Give back exactly the lines running from the line with "An instance may" to the end of the entries, and only those lines.
>>>
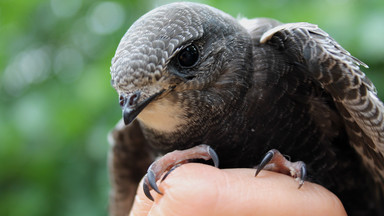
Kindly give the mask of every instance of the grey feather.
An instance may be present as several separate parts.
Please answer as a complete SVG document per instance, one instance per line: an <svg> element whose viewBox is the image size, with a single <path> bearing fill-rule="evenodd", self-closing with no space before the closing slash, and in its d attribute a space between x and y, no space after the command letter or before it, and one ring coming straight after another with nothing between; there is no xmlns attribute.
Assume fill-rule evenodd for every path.
<svg viewBox="0 0 384 216"><path fill-rule="evenodd" d="M297 61L304 58L303 63L309 69L308 72L313 73L323 88L331 94L339 109L343 110L341 114L347 131L353 137L350 139L351 144L372 170L372 175L383 182L384 107L377 97L376 88L359 68L360 65L366 68L368 66L353 57L316 25L280 25L265 32L260 42L267 43L277 33L281 34L277 37L288 38L286 45L299 49L290 55L296 55ZM369 143L366 143L367 140Z"/></svg>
<<<
> [Task result]:
An instance may be present as several separate parts.
Please answer as a complete SVG document per instance, one instance per line: an <svg> element whose viewBox is the image size, with a single <path> bearing fill-rule="evenodd", self-closing with no space before the closing slash, and in its d attribute a space between x and y, no space after the command letter or before it, and one ring coming straight after another with nothing between; there is no xmlns attribute.
Assume fill-rule evenodd for every path.
<svg viewBox="0 0 384 216"><path fill-rule="evenodd" d="M297 61L304 58L303 63L309 69L308 72L313 73L323 88L331 94L339 109L343 110L341 114L347 131L353 137L350 139L351 144L372 170L372 175L383 182L384 107L377 97L376 88L359 68L360 65L366 68L368 66L353 57L316 25L280 25L265 32L260 42L267 43L277 33L281 34L277 37L288 38L286 45L299 49L290 55L296 55ZM369 143L366 143L367 140Z"/></svg>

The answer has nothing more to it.